**Consegna 1**
Nel brano sulla political correctness, quali flussi contano soprattutto nell'economia mondiale, secondo quanto ha percepito la generazione Internet?

____________

Di questa plumbea political correctness contro cui l'opinione pubblica
europea non riesce più a nascondere il proprio disgusto, fanno,
naturalmente, parte in primo luogo le tematiche nazionalistiche, ormai
oscillanti tra il funereo e il patetico, in tempi di globalizzazione
economica e di ristrutturazione imperiale dell'ordine mondiale. E poi,
le tematiche ideologiche e culturali che non riescono a superare la
rimasticatura di un marxismo chiaramente appreso sul Bignami, e ciò
mentre l'Occidente vive una fase della sua storia in cui le ideologie
sono in piena crisi, ed intere biblioteche hanno perso ogni capacità di
aiutare un'interpretazione della realtà vivente, e si sono trasformate
in archivi di documenti d'epoca. Ad imitazione dell'America nel
repertorio del conformismo hanno trovato posto persino alcune tematiche
religiose, in cui riemerge il ridicolo "antipapismo" di un mondo ormai a
totale dominante culturale anglosassone, ma in cui il protestantesimo
originario si è dissolto, trasformandosi in una semplice mentalità volta
al successo e quindi agli affari. E infine ci sono le tematiche
protezionistiche e burocratico-dirigiste, in un'economia mondiale dove
ormai - come la generazione Internet ha chiaramente percepito - contano
soprattutto i flussi di informazioni, di tecnologie, di capitali, di
merci, e - in minor misura - di uomini; in cui conta la trasformazione
tecnologica e la capacità dei singoli di arricchirsi cavalcandola finché
essa corre, e poi abbandonandola rapidamente.

____________

**Consegna 2**
Riproduci fedelmente le righe dei record: parti dall'inizio dei record e fermati dopo la riga che contiene "700 646 L 703", includendola. Lascia fuori le immagini.

____________

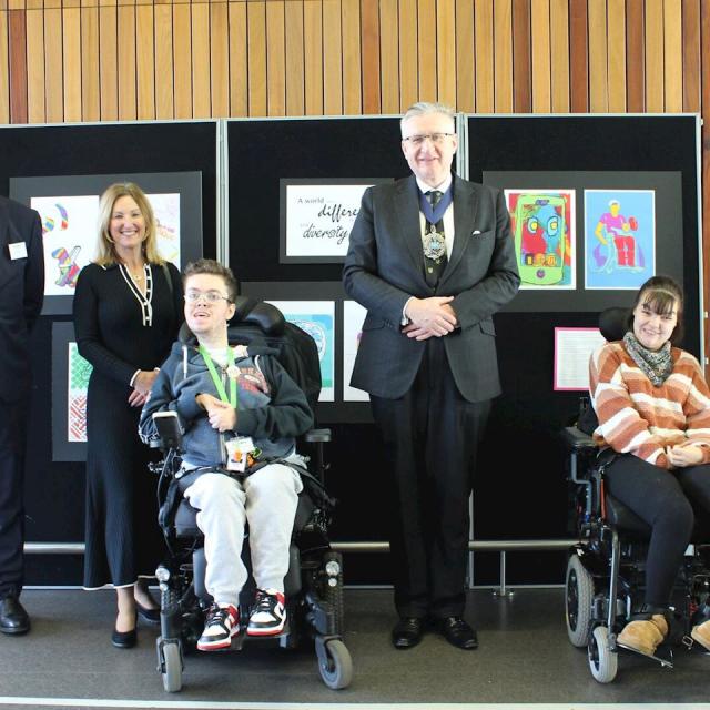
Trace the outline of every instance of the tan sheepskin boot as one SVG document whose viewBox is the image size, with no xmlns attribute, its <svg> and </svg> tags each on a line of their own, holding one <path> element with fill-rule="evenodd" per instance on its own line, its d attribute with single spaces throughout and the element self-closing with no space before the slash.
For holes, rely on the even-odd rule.
<svg viewBox="0 0 710 710">
<path fill-rule="evenodd" d="M 700 646 L 703 646 L 710 651 L 710 620 L 693 626 L 690 636 L 693 641 L 698 641 Z"/>
<path fill-rule="evenodd" d="M 655 613 L 646 621 L 629 621 L 617 636 L 617 642 L 632 648 L 639 653 L 655 656 L 658 645 L 668 633 L 668 622 L 660 613 Z M 710 639 L 710 628 L 707 630 Z M 694 638 L 694 637 L 693 637 Z"/>
</svg>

____________

**Soluzione 1**
Contano soprattutto i flussi di informazioni, di tecnologie, di capitali, di merci e, in minor misura, di uomini.

**Soluzione 2**
Trace the outline of every instance of the tan sheepskin boot as one SVG document whose viewBox is the image size, with no xmlns attribute, its <svg> and </svg> tags each on a line of their own, holding one <path> element with fill-rule="evenodd" per instance on its own line, its d attribute with single spaces throughout and the element self-closing with no space before the slash.
For holes, rely on the even-odd rule.
<svg viewBox="0 0 710 710">
<path fill-rule="evenodd" d="M 700 646 L 703 646 L 710 651 L 710 620 L 693 626 L 690 636 L 693 641 L 698 641 Z"/>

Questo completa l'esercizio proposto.